--- Start The data ---

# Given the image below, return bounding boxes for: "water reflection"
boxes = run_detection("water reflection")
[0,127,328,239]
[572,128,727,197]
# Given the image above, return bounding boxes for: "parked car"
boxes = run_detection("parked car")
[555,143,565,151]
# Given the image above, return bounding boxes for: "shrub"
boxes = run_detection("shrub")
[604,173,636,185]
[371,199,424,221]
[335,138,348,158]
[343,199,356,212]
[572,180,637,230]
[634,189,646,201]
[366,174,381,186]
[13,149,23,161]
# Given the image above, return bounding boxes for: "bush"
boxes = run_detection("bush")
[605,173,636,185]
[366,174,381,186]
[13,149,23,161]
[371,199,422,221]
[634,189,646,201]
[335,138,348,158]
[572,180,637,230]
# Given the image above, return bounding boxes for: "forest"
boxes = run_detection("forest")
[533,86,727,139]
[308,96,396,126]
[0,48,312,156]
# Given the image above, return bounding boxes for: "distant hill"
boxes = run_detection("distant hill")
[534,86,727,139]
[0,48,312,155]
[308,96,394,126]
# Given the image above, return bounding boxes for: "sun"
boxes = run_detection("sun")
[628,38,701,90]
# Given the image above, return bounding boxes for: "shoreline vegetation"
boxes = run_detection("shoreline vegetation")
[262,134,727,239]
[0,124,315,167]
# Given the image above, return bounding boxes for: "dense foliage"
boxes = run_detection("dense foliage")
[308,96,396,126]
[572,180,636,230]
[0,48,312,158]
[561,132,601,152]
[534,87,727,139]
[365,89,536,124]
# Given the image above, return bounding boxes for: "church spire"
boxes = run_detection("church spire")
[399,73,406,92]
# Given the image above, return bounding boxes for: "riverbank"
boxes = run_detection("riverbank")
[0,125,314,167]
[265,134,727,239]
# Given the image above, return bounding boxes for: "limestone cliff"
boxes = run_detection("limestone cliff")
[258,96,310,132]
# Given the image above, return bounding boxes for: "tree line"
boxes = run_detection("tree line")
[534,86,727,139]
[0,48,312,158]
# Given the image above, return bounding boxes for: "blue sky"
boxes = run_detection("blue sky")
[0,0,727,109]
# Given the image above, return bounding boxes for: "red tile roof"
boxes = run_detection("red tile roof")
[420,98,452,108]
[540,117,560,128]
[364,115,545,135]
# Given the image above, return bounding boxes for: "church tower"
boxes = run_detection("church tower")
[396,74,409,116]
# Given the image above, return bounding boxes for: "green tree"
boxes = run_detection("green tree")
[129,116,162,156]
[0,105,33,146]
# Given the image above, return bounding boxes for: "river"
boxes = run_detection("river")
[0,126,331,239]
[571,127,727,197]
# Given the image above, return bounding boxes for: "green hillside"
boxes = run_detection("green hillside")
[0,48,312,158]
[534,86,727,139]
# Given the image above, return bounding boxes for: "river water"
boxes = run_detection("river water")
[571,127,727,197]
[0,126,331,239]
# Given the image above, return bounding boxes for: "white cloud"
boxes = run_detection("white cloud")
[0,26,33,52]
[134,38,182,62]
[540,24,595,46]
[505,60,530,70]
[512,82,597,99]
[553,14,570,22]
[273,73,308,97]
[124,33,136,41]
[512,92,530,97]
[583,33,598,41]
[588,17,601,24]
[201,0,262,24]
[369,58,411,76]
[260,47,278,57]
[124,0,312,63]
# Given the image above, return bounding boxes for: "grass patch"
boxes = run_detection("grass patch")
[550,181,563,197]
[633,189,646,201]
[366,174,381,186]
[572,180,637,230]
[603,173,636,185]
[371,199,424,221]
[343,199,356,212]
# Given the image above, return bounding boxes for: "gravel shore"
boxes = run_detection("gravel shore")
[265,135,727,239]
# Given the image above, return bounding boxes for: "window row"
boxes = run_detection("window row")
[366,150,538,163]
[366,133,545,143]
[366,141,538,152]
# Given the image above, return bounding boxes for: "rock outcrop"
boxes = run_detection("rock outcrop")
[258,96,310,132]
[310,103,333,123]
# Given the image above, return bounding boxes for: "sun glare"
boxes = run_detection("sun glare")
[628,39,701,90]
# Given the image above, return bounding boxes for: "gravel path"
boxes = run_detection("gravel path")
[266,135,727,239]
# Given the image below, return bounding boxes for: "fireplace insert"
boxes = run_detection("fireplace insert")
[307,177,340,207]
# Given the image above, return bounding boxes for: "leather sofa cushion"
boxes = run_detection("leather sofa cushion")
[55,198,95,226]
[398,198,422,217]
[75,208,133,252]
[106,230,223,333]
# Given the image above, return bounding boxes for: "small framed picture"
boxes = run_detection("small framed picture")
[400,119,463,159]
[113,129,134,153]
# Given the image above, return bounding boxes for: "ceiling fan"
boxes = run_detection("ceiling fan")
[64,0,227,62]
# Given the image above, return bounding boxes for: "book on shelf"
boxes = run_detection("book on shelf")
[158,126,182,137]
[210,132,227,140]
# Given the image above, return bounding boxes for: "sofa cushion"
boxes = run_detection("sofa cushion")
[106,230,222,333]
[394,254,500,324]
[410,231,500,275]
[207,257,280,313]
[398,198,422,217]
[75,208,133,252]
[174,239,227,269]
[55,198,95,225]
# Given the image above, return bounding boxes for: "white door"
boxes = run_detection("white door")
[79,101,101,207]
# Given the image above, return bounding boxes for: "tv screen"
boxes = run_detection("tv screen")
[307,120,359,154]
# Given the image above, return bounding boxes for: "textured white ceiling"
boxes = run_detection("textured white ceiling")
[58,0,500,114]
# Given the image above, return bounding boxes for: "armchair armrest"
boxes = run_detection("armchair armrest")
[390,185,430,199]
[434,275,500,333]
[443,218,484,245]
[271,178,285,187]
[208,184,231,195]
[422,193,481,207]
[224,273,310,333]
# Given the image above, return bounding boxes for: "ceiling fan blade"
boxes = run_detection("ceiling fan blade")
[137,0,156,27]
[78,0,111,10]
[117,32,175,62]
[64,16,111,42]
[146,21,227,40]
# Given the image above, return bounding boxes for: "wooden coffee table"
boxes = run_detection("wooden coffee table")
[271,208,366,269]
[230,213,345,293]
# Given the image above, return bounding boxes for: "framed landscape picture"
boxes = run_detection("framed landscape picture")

--- End The data ---

### The exercise
Count the lines in the items above that contain the string "sofa", matching case exactly. Reply with the number only.

### Written answer
4